Prompt
Say how many of the lines below include the word "meter", and write nothing else.

Stored data entries

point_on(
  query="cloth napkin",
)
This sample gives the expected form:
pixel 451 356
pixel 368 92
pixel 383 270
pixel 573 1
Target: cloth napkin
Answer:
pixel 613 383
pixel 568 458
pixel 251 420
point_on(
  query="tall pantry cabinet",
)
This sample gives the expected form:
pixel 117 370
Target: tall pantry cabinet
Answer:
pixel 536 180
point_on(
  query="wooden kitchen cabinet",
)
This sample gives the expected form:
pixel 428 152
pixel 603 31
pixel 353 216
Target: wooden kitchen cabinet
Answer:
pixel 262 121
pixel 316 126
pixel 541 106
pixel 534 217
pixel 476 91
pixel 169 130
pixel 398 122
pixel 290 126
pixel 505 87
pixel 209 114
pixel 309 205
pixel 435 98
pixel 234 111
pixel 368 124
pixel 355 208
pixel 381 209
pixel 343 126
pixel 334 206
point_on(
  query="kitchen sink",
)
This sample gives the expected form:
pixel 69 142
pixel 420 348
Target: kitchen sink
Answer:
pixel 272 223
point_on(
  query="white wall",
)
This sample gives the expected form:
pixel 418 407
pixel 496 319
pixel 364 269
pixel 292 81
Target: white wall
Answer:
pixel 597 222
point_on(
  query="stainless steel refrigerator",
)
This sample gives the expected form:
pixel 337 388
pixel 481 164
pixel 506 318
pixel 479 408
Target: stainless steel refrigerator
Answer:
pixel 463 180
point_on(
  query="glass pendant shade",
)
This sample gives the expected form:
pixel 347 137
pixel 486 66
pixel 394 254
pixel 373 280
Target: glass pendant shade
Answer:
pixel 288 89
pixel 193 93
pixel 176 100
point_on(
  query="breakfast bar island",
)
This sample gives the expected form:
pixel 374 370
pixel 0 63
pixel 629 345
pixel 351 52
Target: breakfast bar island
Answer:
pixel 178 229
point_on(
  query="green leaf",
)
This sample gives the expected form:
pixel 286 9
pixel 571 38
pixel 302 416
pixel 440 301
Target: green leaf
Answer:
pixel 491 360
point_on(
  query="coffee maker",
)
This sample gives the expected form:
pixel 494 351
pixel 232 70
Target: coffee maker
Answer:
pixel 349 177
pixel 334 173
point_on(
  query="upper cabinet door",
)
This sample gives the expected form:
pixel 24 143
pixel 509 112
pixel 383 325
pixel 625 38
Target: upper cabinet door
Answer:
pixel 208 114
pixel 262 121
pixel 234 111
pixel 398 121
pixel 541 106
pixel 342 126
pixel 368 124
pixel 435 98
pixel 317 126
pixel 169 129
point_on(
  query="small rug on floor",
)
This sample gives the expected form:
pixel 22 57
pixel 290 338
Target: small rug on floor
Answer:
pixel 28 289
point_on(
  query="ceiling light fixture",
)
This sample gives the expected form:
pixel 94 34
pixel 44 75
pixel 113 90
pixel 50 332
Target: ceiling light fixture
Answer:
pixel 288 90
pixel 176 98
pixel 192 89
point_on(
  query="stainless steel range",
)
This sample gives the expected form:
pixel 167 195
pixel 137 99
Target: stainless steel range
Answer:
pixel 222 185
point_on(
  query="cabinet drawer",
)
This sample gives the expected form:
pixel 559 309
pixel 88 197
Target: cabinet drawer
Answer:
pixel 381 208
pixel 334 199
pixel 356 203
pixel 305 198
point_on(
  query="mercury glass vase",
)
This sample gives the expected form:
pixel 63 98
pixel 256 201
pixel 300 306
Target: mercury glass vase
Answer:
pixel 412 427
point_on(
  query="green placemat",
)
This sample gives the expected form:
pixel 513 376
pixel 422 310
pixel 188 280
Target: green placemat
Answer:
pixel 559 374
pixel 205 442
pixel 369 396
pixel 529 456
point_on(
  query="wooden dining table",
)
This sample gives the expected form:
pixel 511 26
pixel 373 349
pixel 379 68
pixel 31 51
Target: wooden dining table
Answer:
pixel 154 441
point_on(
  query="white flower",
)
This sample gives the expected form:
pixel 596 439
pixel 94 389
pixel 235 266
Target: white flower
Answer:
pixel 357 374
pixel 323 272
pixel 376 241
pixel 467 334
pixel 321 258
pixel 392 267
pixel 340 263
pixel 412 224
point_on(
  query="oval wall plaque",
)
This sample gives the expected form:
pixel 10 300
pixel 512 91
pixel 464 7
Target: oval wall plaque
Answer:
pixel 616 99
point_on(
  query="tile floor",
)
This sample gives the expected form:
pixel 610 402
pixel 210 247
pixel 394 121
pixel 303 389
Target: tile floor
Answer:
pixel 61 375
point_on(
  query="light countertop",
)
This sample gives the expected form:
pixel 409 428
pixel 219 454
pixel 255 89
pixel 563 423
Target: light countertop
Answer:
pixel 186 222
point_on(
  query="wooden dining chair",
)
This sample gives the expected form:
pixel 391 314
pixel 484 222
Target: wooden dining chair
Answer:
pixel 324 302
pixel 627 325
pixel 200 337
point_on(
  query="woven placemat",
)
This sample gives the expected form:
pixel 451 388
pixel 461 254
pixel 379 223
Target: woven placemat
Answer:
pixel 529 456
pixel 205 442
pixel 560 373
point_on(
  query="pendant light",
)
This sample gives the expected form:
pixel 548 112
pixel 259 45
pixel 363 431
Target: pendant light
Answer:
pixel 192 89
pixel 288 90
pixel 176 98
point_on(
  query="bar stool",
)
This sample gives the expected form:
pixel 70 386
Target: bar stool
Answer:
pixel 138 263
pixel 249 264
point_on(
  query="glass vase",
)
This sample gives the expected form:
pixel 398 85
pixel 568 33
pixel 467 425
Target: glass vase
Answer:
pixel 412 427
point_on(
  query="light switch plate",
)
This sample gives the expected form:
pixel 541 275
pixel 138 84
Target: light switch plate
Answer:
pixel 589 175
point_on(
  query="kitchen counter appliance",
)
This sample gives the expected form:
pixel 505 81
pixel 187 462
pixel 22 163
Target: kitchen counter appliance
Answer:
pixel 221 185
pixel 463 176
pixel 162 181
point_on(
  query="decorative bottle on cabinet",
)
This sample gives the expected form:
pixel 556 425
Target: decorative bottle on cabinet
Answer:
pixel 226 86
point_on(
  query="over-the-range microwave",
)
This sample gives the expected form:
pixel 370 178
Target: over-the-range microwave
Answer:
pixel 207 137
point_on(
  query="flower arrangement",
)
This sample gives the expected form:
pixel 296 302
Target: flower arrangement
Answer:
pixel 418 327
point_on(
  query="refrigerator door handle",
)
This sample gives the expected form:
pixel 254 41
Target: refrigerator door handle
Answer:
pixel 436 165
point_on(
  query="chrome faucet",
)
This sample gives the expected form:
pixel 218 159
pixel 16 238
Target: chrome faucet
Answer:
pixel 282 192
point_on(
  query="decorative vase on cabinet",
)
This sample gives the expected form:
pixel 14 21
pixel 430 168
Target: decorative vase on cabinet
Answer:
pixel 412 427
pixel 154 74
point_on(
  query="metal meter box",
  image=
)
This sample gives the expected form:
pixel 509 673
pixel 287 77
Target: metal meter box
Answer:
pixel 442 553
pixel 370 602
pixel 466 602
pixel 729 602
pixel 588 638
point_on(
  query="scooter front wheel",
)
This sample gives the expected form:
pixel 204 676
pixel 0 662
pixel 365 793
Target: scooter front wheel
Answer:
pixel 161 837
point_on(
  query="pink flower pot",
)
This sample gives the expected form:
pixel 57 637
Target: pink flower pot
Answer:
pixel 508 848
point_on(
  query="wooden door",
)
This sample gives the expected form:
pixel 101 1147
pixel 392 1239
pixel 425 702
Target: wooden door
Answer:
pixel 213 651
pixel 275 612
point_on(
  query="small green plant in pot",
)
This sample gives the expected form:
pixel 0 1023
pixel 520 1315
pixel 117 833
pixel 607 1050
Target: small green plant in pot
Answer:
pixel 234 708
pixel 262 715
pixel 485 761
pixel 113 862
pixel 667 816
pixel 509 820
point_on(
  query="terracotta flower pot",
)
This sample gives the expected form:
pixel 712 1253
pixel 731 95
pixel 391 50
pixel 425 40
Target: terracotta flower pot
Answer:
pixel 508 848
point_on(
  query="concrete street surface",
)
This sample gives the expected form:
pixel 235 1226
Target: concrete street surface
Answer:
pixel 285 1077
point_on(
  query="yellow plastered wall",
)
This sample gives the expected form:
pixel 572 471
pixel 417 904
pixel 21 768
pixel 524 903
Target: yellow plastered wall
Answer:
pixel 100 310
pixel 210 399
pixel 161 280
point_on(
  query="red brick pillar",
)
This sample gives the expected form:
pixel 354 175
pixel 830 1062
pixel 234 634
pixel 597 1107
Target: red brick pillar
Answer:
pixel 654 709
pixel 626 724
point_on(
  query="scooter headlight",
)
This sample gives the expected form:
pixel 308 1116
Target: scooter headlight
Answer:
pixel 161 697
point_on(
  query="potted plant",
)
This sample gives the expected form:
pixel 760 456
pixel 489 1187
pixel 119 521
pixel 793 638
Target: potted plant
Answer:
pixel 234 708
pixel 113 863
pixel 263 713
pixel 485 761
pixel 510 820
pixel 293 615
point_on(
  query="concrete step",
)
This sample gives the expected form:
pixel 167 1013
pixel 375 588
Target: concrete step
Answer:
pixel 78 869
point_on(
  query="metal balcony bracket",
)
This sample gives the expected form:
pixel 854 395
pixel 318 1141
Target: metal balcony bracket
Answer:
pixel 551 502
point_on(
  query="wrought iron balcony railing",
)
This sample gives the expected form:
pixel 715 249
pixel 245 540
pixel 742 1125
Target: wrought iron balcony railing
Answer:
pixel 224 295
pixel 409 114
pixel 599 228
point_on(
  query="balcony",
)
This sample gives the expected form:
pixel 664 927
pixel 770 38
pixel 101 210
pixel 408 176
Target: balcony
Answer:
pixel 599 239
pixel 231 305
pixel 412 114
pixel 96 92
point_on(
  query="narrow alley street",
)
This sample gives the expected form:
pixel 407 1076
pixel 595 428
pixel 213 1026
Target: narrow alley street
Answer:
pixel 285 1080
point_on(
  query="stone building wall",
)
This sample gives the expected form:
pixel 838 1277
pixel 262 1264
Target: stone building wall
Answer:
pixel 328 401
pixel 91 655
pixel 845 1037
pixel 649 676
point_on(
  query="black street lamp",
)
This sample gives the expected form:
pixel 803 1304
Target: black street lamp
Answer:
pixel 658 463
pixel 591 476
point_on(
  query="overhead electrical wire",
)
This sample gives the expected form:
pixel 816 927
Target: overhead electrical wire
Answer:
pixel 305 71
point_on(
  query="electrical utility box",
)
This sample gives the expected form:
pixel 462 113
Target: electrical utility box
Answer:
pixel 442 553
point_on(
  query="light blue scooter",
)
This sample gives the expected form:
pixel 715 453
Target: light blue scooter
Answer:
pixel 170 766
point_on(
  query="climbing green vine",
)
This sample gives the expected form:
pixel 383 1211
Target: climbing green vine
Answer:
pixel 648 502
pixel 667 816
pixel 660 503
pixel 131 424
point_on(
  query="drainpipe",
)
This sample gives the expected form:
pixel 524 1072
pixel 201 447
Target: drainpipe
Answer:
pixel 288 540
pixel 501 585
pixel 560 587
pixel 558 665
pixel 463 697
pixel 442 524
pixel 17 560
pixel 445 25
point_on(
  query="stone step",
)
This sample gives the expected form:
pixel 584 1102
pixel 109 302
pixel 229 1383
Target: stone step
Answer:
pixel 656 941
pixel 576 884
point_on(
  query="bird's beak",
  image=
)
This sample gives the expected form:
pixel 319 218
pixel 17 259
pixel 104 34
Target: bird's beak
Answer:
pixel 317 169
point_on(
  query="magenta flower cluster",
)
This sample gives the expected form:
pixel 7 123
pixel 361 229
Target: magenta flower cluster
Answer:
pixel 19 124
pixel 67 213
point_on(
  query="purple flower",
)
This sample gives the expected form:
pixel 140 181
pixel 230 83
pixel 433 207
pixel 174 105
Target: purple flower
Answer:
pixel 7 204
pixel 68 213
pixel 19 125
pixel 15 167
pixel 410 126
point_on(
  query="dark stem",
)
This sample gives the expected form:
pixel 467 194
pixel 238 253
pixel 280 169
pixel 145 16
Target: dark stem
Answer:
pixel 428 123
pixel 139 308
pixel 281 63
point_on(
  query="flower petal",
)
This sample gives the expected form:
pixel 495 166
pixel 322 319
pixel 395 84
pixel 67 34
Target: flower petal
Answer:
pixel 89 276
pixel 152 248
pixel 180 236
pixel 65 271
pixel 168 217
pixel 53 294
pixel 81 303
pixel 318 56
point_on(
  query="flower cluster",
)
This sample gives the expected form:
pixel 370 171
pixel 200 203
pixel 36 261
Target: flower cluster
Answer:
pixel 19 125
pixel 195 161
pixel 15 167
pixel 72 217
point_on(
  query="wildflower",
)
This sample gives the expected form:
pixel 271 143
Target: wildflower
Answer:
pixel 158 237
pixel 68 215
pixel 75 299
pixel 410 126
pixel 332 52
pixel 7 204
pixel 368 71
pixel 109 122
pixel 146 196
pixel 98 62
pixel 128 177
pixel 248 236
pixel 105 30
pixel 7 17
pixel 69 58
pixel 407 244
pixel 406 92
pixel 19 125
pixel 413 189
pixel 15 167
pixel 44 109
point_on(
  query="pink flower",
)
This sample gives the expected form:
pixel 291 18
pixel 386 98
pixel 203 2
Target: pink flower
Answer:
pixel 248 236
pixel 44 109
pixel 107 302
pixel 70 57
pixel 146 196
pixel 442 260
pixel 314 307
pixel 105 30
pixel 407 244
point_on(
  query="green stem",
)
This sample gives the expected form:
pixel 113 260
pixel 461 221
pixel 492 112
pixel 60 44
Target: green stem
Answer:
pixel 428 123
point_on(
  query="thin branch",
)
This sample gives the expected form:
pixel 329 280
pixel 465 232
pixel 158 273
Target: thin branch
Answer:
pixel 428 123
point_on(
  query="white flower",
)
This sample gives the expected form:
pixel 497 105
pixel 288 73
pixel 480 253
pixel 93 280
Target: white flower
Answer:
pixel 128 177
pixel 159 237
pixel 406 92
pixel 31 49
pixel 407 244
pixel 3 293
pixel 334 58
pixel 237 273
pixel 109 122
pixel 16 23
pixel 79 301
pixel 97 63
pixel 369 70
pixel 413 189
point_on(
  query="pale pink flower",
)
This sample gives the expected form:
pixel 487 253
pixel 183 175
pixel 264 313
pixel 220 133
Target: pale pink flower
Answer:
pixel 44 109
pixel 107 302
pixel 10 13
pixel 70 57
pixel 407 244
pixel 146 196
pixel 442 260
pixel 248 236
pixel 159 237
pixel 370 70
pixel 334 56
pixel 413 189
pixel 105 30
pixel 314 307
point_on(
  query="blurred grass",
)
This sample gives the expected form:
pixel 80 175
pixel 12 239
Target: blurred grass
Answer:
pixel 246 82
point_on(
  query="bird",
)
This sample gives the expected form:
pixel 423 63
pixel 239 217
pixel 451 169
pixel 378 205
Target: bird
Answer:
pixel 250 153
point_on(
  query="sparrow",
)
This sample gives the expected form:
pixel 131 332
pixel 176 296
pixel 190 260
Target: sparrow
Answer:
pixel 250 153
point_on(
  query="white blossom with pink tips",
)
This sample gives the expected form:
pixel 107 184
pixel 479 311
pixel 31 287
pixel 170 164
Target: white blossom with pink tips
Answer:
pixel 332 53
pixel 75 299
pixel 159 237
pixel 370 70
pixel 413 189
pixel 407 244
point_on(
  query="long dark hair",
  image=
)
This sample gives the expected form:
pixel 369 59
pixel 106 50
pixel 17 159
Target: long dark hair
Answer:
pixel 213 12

Task answer
2